● Task directions
The entries need to be copied exactly.

(Natural language region descriptions)
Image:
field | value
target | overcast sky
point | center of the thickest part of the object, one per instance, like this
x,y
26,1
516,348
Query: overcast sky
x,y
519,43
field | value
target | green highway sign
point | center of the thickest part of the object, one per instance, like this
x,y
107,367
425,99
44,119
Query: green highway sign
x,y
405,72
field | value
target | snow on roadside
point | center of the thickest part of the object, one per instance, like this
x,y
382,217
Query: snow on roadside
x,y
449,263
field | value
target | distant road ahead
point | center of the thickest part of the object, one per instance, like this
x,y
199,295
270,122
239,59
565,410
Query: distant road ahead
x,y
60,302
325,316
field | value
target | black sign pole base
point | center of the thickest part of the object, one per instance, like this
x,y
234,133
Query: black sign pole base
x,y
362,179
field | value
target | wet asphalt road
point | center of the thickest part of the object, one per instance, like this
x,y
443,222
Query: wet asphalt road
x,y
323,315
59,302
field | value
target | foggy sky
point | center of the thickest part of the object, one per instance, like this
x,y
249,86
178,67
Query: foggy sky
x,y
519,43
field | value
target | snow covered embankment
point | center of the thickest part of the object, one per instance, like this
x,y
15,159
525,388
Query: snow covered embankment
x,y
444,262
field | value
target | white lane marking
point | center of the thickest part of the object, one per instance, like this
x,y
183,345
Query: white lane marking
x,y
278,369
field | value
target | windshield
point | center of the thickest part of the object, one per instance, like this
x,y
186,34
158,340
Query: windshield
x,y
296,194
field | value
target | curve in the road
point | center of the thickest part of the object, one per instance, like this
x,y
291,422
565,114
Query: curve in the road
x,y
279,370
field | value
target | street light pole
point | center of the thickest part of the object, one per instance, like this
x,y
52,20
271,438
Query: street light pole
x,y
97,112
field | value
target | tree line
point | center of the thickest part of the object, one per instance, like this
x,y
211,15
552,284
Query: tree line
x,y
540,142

● Expected answer
Image:
field | value
target | overcast sky
point | center of the thickest part of the object, one per instance, like this
x,y
26,1
516,348
Query: overcast sky
x,y
519,43
field | value
target | green highway sign
point | center of the thickest part of the object, one per instance, like this
x,y
107,367
425,99
44,119
Query: green highway sign
x,y
405,72
field | value
target | snow on roadside
point | center of the thickest part of the object, one per instance, like this
x,y
382,217
Query: snow on roadside
x,y
449,263
field | value
target | distant road ahead
point | center of the thickest part of the object, one per instance, like this
x,y
199,295
270,122
239,59
565,410
Query: distant road ahead
x,y
60,302
325,316
field | value
target | black sign pole base
point | center of the thickest part of the object, one per instance, like this
x,y
234,133
Query: black sign pole base
x,y
362,179
field | value
target | wet asphalt road
point | center of the thickest part of the object, one per instance, like this
x,y
443,222
Query: wet asphalt road
x,y
323,315
59,302
field | value
target | foggy sky
point | center of the thickest part of the object, one per instance, like this
x,y
249,86
178,67
Query: foggy sky
x,y
519,43
field | value
target | snow covered embankment
point | center of the thickest part of the object, one per instance, like this
x,y
15,159
525,388
Query: snow covered embankment
x,y
444,262
field | value
target | white lane marking
point | center of the thickest part of the object, one per instance, like this
x,y
183,345
Query: white lane marking
x,y
278,369
field | value
target | windshield
point | center of the thickest part of the object, one per instance, like this
x,y
186,34
158,340
Query: windshield
x,y
296,194
field | value
target | curve in the road
point | center of the thickest part of the object, one per instance, like this
x,y
291,422
565,114
Query: curve in the road
x,y
279,370
field | value
target | street light pole
point | center of the thickest part of the object, one per instance, like this
x,y
52,20
271,438
Query: street light pole
x,y
97,112
field | value
target | tree line
point | center of the thickest part of the object, one per instance, like this
x,y
211,15
552,284
Query: tree line
x,y
540,142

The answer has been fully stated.